### RECORDS SHOWN
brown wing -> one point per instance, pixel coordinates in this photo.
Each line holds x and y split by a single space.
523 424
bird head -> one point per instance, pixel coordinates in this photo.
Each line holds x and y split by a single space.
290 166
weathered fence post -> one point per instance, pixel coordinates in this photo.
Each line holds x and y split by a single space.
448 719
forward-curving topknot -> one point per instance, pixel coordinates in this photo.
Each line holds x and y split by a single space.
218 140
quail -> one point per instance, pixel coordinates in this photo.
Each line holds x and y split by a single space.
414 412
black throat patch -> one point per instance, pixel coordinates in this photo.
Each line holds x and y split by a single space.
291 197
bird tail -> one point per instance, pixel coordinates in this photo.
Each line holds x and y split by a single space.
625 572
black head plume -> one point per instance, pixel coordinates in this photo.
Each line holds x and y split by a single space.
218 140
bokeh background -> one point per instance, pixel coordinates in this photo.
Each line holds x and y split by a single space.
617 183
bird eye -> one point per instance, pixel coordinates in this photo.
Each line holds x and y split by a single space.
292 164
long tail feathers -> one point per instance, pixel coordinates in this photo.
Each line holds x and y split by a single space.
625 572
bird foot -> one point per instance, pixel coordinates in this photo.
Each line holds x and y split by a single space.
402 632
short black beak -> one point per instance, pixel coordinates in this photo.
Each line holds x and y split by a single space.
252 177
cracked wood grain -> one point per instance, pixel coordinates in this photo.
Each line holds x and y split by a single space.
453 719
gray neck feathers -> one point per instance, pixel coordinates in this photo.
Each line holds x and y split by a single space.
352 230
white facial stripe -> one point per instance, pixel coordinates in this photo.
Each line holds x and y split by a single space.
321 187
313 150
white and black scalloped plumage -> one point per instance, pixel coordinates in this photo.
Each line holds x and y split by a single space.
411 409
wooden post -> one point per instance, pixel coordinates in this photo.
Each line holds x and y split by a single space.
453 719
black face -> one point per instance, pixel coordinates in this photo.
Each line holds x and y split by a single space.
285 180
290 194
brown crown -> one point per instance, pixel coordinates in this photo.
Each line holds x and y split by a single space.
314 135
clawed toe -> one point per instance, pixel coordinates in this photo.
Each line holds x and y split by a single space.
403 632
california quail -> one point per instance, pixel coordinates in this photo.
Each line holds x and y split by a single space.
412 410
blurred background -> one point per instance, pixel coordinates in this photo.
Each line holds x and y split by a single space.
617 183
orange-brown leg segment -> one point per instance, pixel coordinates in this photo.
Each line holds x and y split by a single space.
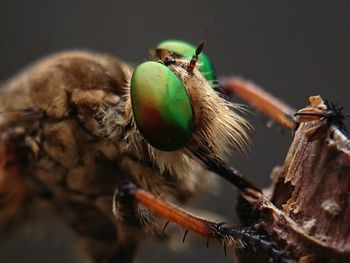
261 100
230 236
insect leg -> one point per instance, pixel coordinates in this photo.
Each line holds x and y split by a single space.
229 173
261 100
229 236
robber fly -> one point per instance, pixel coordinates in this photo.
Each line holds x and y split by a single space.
77 125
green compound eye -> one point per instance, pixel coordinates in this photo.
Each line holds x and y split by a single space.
161 107
187 50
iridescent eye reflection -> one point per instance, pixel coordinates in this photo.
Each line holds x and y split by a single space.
161 106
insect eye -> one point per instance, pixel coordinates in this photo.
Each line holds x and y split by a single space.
161 106
187 50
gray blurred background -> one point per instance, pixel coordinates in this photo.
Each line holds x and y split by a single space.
292 48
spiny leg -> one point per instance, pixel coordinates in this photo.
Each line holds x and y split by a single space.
261 100
227 172
229 236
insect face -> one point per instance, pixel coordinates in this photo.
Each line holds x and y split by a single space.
174 105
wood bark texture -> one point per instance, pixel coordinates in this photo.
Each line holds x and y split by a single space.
308 210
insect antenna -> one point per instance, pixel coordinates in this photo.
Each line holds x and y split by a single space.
194 58
200 46
184 237
165 226
225 249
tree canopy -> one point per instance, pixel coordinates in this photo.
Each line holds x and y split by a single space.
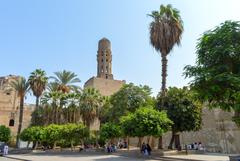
5 133
183 109
145 121
110 130
127 99
216 75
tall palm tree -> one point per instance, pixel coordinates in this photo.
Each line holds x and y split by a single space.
165 31
21 86
38 82
90 103
66 81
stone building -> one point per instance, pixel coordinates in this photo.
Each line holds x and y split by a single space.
9 106
104 81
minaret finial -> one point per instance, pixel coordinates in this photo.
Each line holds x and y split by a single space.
104 59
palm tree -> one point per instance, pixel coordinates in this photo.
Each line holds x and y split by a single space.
165 31
90 103
66 81
22 87
38 82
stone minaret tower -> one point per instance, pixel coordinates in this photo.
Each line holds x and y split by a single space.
104 59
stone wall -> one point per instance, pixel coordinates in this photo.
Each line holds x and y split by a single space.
9 106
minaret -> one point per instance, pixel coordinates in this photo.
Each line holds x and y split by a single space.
104 59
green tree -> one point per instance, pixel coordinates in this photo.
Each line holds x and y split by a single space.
183 109
38 81
5 133
145 121
216 75
165 31
34 134
22 87
127 99
73 133
53 134
110 131
91 102
66 81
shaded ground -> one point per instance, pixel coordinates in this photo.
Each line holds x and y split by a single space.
99 156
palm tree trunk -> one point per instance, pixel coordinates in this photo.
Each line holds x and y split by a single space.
163 88
172 140
20 121
37 102
164 73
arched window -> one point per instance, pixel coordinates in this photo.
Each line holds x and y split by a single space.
11 122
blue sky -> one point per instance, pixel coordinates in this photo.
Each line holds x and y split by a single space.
63 34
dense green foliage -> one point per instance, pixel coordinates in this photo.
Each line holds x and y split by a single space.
110 131
90 103
56 134
5 133
127 99
216 75
183 109
166 30
145 121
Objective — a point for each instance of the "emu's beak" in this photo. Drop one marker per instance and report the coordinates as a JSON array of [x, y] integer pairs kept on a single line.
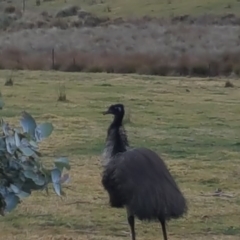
[[106, 112]]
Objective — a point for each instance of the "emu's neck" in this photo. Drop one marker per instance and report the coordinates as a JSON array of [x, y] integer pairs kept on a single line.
[[116, 140]]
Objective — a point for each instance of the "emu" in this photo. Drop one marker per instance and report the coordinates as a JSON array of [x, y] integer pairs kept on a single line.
[[138, 179]]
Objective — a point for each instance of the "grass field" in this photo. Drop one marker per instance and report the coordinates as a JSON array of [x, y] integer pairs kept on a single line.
[[137, 8], [192, 123]]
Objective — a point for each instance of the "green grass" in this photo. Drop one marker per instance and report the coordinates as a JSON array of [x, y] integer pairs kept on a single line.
[[136, 8], [196, 132]]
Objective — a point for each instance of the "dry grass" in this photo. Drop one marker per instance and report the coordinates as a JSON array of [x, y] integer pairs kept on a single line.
[[194, 131], [135, 8], [140, 47]]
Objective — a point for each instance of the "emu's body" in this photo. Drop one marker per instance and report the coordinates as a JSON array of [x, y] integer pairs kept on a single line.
[[139, 180]]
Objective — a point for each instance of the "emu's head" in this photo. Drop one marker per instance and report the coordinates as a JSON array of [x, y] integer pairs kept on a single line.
[[117, 110]]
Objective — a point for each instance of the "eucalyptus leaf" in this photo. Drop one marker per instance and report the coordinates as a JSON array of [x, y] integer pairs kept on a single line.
[[17, 139], [28, 123], [10, 144], [61, 163], [2, 144], [1, 103]]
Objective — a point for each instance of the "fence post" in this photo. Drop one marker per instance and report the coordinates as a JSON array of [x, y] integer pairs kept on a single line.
[[53, 59], [23, 5]]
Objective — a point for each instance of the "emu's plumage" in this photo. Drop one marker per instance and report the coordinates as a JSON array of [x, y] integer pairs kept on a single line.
[[138, 179]]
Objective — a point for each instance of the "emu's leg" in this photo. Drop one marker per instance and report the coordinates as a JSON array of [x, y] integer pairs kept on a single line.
[[163, 229], [131, 223]]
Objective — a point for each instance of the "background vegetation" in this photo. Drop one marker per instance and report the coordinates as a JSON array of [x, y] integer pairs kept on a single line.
[[157, 37], [191, 123]]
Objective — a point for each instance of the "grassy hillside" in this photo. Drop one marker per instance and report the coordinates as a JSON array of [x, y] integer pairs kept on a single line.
[[136, 8], [193, 123]]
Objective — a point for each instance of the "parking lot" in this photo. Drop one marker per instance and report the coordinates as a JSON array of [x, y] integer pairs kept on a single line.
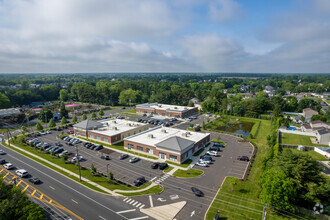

### TASK DESCRIPTION
Search the listing for the word "bird" and return each line that holds it.

### WRITTEN ANSWER
bird head -> one point per instance, pixel coordinates in this photo.
bird tail -> one point per instance, pixel coordinates in this photo.
bird eye -> one point per instance, pixel coordinates in this photo.
bird foot -> one point per instance, pixel coordinates in this photo.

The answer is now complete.